- What this task involves -
Reproduce verbatim the material from its first line through the line that contains "[[[39,237],[57,237],[94,215],[92,108],[39,100]]]", with both of those lines included.

- Data lines -
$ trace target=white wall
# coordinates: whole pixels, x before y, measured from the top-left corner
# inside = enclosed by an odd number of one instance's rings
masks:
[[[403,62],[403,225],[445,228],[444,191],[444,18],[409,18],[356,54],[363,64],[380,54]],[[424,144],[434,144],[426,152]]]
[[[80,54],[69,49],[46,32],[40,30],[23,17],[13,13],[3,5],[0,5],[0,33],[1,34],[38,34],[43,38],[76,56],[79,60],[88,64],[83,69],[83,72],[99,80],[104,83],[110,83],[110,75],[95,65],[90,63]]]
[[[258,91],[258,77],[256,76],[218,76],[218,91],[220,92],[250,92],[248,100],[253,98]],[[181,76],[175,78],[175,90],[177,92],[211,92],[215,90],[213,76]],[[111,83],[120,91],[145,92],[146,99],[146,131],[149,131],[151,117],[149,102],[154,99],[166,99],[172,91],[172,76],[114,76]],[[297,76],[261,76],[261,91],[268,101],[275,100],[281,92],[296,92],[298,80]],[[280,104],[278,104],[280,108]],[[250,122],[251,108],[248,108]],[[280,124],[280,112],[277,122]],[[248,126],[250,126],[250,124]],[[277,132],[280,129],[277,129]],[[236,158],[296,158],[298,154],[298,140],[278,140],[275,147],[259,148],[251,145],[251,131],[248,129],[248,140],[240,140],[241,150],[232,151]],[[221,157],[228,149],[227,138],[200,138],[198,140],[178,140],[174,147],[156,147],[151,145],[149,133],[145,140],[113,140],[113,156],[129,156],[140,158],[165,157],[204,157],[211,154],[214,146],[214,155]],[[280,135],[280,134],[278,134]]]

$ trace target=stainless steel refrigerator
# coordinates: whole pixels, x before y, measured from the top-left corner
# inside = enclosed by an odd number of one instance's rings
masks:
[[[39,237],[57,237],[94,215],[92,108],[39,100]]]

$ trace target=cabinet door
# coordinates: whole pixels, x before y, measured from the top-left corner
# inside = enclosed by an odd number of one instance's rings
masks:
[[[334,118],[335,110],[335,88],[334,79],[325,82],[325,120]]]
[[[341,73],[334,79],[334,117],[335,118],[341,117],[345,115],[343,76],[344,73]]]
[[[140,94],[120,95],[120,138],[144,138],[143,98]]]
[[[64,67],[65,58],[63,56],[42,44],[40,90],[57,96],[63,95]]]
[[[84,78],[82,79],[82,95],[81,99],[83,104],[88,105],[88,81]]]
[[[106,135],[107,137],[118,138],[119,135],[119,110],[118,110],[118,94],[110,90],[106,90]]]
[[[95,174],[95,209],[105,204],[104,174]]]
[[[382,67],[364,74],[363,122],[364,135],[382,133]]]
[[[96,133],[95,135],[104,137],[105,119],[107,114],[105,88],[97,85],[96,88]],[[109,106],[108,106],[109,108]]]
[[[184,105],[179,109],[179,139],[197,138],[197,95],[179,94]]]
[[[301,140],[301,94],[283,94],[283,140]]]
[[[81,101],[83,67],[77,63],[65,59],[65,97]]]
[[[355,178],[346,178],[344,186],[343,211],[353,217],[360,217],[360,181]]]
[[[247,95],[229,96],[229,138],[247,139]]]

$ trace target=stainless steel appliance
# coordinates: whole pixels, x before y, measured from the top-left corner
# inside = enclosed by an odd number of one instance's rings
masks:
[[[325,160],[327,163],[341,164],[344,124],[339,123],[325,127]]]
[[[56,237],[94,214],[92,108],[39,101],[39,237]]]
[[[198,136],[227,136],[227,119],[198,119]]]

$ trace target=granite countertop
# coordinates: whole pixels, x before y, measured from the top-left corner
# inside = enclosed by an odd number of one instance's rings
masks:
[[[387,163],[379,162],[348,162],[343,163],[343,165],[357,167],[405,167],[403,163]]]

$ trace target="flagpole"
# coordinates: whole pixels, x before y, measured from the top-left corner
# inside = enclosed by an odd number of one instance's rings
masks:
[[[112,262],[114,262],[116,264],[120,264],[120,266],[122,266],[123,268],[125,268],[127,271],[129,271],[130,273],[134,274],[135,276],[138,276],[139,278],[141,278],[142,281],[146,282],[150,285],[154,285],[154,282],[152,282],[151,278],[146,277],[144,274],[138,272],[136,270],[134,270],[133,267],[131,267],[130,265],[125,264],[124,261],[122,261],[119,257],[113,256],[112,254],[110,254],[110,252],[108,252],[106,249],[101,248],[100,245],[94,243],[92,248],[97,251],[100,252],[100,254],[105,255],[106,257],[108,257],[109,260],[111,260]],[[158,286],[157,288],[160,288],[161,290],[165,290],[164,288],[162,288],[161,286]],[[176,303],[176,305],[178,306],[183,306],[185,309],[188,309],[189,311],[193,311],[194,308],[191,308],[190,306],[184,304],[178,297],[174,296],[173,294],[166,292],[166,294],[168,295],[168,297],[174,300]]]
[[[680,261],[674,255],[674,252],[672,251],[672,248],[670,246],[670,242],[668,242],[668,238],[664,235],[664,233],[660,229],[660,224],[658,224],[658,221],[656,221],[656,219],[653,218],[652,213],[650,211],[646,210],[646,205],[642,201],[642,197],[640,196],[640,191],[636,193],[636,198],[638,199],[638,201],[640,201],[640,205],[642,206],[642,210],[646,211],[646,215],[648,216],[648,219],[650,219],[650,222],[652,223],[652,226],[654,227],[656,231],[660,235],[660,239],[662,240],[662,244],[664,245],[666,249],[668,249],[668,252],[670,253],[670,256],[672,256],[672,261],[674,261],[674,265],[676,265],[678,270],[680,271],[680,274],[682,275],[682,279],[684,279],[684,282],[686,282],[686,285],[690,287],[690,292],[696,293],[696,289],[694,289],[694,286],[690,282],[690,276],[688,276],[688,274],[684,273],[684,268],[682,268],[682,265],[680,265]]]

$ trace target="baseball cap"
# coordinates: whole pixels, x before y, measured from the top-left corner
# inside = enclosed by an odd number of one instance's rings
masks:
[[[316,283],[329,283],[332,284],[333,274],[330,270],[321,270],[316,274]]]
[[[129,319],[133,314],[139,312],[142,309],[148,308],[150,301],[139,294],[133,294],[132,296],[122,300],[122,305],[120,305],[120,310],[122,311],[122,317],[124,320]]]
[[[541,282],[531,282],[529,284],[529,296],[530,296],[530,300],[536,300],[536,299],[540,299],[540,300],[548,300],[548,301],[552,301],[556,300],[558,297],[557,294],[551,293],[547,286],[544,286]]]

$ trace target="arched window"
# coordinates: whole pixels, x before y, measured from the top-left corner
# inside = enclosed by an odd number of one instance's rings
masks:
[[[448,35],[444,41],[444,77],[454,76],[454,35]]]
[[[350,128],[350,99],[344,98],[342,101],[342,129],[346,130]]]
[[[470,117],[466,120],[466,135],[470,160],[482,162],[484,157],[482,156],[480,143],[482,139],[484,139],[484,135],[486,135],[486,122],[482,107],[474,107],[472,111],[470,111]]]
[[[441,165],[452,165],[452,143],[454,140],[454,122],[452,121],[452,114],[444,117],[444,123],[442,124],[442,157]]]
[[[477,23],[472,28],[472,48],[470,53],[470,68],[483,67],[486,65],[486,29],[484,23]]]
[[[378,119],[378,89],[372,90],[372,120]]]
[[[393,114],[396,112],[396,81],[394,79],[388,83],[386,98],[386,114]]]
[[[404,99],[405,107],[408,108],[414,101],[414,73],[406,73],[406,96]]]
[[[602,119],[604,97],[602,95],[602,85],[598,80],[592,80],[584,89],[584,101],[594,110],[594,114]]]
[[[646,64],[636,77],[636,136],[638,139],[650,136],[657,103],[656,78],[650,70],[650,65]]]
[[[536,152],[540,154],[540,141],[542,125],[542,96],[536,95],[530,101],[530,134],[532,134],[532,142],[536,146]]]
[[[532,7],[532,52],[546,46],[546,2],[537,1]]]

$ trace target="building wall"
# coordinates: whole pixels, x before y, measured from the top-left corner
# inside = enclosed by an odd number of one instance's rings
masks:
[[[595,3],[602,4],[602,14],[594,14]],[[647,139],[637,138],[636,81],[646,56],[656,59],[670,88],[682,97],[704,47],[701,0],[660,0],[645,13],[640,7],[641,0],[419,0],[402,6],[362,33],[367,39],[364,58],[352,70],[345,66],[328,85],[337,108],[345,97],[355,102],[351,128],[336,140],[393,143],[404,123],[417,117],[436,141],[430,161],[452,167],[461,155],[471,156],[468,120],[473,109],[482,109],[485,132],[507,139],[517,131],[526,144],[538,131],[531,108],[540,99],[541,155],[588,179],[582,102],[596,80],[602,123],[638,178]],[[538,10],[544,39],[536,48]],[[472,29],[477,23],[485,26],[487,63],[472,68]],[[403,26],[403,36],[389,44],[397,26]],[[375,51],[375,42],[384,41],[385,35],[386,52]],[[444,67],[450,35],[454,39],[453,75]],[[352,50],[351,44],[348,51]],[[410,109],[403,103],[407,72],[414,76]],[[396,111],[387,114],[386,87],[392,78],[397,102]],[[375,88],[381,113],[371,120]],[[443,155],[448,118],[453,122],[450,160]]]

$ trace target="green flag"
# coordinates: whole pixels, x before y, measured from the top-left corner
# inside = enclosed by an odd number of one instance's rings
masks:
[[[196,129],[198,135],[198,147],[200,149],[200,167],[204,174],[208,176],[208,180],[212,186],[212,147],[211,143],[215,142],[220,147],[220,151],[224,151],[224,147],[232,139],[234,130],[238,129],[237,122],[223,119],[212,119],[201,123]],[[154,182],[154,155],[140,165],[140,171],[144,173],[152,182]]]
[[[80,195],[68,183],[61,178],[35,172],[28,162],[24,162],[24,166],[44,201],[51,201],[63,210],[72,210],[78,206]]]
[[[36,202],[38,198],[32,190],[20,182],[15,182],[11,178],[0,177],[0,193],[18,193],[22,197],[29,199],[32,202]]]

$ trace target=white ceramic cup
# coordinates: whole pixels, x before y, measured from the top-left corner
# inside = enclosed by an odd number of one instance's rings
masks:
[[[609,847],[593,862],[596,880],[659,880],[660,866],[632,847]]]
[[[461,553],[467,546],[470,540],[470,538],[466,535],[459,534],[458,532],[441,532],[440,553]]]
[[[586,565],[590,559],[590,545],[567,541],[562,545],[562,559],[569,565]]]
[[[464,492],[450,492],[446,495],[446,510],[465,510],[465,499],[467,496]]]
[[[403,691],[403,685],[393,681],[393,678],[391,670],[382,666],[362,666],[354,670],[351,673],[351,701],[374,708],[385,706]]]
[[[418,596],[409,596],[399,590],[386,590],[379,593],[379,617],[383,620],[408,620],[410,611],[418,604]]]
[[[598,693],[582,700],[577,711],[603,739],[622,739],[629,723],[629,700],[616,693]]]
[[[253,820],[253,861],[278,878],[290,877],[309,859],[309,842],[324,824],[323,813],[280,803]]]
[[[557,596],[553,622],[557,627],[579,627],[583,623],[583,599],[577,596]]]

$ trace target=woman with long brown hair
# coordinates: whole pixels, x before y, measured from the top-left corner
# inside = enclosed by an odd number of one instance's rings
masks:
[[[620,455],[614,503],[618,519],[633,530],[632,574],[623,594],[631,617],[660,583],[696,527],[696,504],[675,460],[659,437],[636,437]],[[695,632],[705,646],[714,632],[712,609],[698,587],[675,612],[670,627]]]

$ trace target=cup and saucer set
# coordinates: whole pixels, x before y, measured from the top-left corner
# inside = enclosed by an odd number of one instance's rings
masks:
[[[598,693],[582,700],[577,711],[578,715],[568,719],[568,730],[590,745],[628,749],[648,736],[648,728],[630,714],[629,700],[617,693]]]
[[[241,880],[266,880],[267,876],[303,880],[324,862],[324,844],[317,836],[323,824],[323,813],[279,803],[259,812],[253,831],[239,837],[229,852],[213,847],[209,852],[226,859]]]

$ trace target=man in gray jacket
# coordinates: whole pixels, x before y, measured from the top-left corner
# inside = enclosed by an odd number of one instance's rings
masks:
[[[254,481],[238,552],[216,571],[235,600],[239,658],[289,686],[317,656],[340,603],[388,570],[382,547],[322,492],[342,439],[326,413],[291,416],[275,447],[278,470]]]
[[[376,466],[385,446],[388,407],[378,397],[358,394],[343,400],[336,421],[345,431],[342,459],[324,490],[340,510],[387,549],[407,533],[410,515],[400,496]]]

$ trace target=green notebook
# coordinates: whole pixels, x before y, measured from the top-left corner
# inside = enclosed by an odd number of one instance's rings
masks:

- Answer for this exercise -
$ trace target=white wall
# coordinates: whole pixels, x before y, measured from the top-left corner
# inside = enclosed by an odd number of one instance's rings
masks:
[[[403,62],[403,225],[445,228],[444,191],[444,18],[409,18],[356,54],[363,64],[380,54]],[[424,144],[434,144],[426,152]]]
[[[80,54],[69,49],[46,32],[40,30],[23,17],[13,13],[3,5],[0,5],[0,33],[1,34],[38,34],[43,38],[76,56],[79,60],[88,64],[83,69],[83,72],[99,80],[104,83],[110,83],[110,75],[95,65],[90,63]]]
[[[258,91],[258,77],[256,76],[218,76],[218,91],[220,92],[250,92],[248,100],[253,98]],[[181,76],[175,78],[175,90],[177,92],[211,92],[215,90],[213,76]],[[111,83],[120,91],[145,92],[146,99],[146,131],[149,131],[151,117],[149,102],[154,99],[166,99],[172,91],[172,76],[114,76]],[[297,76],[261,76],[261,91],[268,101],[275,100],[281,92],[296,92],[298,80]],[[280,104],[278,104],[280,108]],[[250,122],[251,108],[248,108]],[[280,124],[280,112],[277,122]],[[248,126],[250,126],[250,124]],[[277,132],[280,129],[277,129]],[[236,158],[296,158],[298,154],[298,140],[278,140],[275,147],[259,148],[251,145],[251,131],[248,129],[248,140],[240,140],[241,150],[232,151]],[[221,157],[228,149],[227,138],[200,138],[198,140],[178,140],[174,147],[156,147],[151,145],[149,133],[145,140],[113,140],[113,156],[129,156],[140,158],[165,157],[204,157],[211,154],[214,146],[214,155]],[[280,135],[280,134],[278,134]]]

$ trace target=stainless steel refrigerator
# coordinates: whole pixels, x before y, measured from the top-left corner
# inside = enclosed by an odd number of one instance's rings
masks:
[[[39,237],[57,237],[94,215],[92,108],[39,100]]]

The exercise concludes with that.